# TASK ITEM
After locating the line with "[point] every instance of the green" in the records below, print it and every line after it exactly.

# INPUT

========================

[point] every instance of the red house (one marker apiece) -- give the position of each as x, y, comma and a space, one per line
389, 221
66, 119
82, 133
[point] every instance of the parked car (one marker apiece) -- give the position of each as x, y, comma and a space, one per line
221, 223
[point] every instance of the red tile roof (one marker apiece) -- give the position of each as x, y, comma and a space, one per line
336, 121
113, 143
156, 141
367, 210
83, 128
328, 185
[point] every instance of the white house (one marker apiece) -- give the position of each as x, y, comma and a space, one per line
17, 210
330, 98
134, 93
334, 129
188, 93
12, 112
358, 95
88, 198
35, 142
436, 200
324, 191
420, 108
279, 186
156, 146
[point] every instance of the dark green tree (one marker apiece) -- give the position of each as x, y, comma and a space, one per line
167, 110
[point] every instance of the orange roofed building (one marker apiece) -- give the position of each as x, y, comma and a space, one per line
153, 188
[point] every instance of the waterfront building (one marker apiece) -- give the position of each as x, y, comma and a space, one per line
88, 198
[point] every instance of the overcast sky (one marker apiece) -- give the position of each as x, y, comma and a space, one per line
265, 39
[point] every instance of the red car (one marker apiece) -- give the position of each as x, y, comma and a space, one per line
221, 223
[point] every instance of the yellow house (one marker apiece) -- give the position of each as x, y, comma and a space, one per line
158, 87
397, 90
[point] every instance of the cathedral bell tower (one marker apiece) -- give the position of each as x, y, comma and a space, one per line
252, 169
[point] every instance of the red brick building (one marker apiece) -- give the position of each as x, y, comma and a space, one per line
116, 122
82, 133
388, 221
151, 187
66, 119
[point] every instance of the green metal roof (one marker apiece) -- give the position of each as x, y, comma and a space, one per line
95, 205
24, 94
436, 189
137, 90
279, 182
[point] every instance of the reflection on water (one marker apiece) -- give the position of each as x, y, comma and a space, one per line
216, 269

========================

# EXPECTED OUTPUT
[point] every instance of the green metal roof (one marker apiece) -- give the position of each as x, y, comma and a space, one per line
95, 205
24, 94
436, 189
137, 90
279, 182
[point] every instance of the reflection on water (one marker apiece) -- give the position of each as x, y, comma and a space, one per line
216, 269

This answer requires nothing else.